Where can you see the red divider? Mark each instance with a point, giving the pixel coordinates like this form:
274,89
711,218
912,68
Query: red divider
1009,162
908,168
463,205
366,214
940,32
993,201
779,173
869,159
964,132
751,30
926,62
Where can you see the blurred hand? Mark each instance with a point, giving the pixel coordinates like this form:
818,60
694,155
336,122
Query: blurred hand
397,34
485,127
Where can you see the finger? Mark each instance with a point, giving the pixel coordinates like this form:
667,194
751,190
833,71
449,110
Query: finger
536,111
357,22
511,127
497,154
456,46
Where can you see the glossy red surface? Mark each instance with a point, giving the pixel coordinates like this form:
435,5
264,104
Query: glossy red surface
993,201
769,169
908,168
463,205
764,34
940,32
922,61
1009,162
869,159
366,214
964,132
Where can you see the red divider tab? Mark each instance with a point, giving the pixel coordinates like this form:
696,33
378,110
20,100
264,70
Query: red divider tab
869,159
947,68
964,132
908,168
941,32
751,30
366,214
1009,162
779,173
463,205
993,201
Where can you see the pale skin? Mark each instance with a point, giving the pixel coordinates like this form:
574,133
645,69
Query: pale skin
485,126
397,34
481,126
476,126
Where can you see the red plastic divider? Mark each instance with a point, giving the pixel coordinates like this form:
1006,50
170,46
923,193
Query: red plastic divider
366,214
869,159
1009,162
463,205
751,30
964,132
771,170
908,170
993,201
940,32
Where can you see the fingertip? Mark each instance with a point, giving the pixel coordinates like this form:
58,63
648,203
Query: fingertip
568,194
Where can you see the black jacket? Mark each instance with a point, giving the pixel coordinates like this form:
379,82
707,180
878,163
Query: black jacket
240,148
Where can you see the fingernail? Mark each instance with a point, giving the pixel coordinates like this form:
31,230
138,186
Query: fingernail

________

_Task instructions_
Rewrite all of the material above, changing every "instance" to "occurrence" and leaving everything else the same.

_Solution to this problem_
Where can you see the red divider? Mark each occurrence with a point, giving the pixel coordinates like this form:
274,89
711,218
912,68
Query: red divider
1009,162
908,168
463,205
366,214
940,32
993,201
779,173
869,159
964,132
751,30
926,62
Where can you see the blurred hand? Mark each occurrence with a point, giving the pixel coordinates like this form:
818,60
694,155
336,122
Query: blurred hand
397,34
485,127
Where can you see the finger? Mark each occurrence with a point, giving the pixel coordinates like this form:
667,194
751,190
833,71
449,110
Query: finger
536,111
357,22
511,127
497,154
456,46
Where can you see the glossy red surface? Mark each occurrence with a point, giving the pixel coordinates like this form:
435,5
264,104
Query: glossy red surface
993,201
769,169
908,168
463,205
764,34
940,32
922,61
1009,162
869,159
366,214
964,132
Where can you see the red divider tab? Mark each occurrence with a point, giving the pixel coordinates like this form:
696,33
378,110
20,100
264,70
Query: red divider tab
869,159
947,68
964,132
908,168
941,32
751,30
366,214
1009,162
779,173
463,205
993,201
Where can you see the pale skin? Mark each occurrence with a point, giving the pixel coordinates like this form:
574,133
645,69
Query: pale skin
485,126
397,34
481,126
476,126
Where can you see the red plastic divider? Mark each occurrence with a point, giving the pixel coordinates like this form:
1006,50
170,46
923,193
Query: red plastic divider
366,214
869,159
1009,162
463,205
751,30
964,132
771,170
908,170
993,201
940,32
Where can you see the fingertip? Mark each occurrence with a point, giving the pixel coordinates like this form:
58,63
648,203
Query: fingertip
568,194
Where can you see the black jacket? Mark each occurrence with a point, giving the pixel coordinates like this form:
379,82
707,180
878,163
Query: black jacket
240,148
Where can you see the fingernail? Mark each occurrence with a point, giving the pixel coordinates like this form:
31,230
138,186
Query: fingernail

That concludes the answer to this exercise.